→ **Work to do**
Please edit the Simple Reaction Daemon page starting at "destination: IP or" and ending at "response in seconds. Must be an integer.", putting "whole number" in place of "integer", and return that passage.

→ **Page**
§
/simple-reaction-daemon

Simple Reaction Daemon

Primary LanguageCGNU General Public License v2.0GPL-2.0

Simple Reaction Daemon

This program allows to monitor hosts and define actions that will be executed if a ping to some host fail (or succeed). Currently implemented actions are:

It can be installed as a systemd service to run in the background (see Installation). Do not forget to enable and start (systemctl enable srd, systemctl start srd respectively) the service.

The motivation for this service is to log disconnects (or the time an IP is reachable) and have some actions in place which may bring the device back online or act as a dead man's switch.


Building

After cloning this repository simply run make in the root folder of the project.

You need glibc, libconfig and headers for systemd.

On Debian: libconfig-dev libsystemd-dev

On Arch: libconfig systemd


Installation

There are two available installation methods:

  • Installation - ArchLinux

    • AUR: [paru|yay|your-favourite-aur-helper] simple-reaction-daemon
    • Manual:
      Enter the folder arch-pkg and run makepkg and then you can install the packaged *.tar.zst file (or simply run makepkg -si).
  • Installation - Manual

    Build with make and copy/install srd binary to custom location.


Configuration

The service is configured by so called target files in /etc/srd/NAME.conf (with arbitrary name) which follow the following format: They can be dependent on eachother by configuring depends. If a dependency is unreachable then the current target won't be checked and no action for this target will be taken.

# destination IP
destination = "127.0.0.1[,192.168.0.5]"

# Period of the pings in s
period = 60

# timeout for one ping in s
timeout = 10

# number of pings to send
num_pings = 1

# available loglevels: DEBUG, INFO, QUIET, ERROR
loglevel = "INFO"

actions = (
    {
        action = "reboot";
        # delay in seconds
        delay = 1800; # 1/2 hour
    },
    {
        action = "service-restart";
        name = "systemd-networkd.service";
        delay = 60; # 1 minutes
    }
)

destination: IP or domain to ping regularly

  • Can also be %gw to ping the gateway
    • Note: this is currently only set at startup. So changes of the gateway are not yet supported

period: Delay between the pings in seconds. Must be an integer.


timeout: Time to wait for a ping response in seconds. Must be an integer.


[optional] num_pings: Amount of sequential pings sent. Defaults to 1. This should be used if period is large. If one of the pings succeeds we deem the host as UP.

[optional] depends: IP of another target (must be its own target). If the ping to depends is not successful, then this target won't get checked and no actions performed.
§
→ **Data segment**

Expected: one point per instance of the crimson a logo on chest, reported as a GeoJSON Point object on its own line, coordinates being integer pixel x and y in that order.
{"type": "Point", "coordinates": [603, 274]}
§
→ **Exercise solution**
destination: IP or domain to ping regularly

  • Can also be %gw to ping the gateway
    • Note: this is currently only set at startup. So changes of the gateway are not yet supported

period: Delay between the pings in seconds. Must be an whole number.


timeout: Time to wait for a ping response in seconds. Must be an whole number.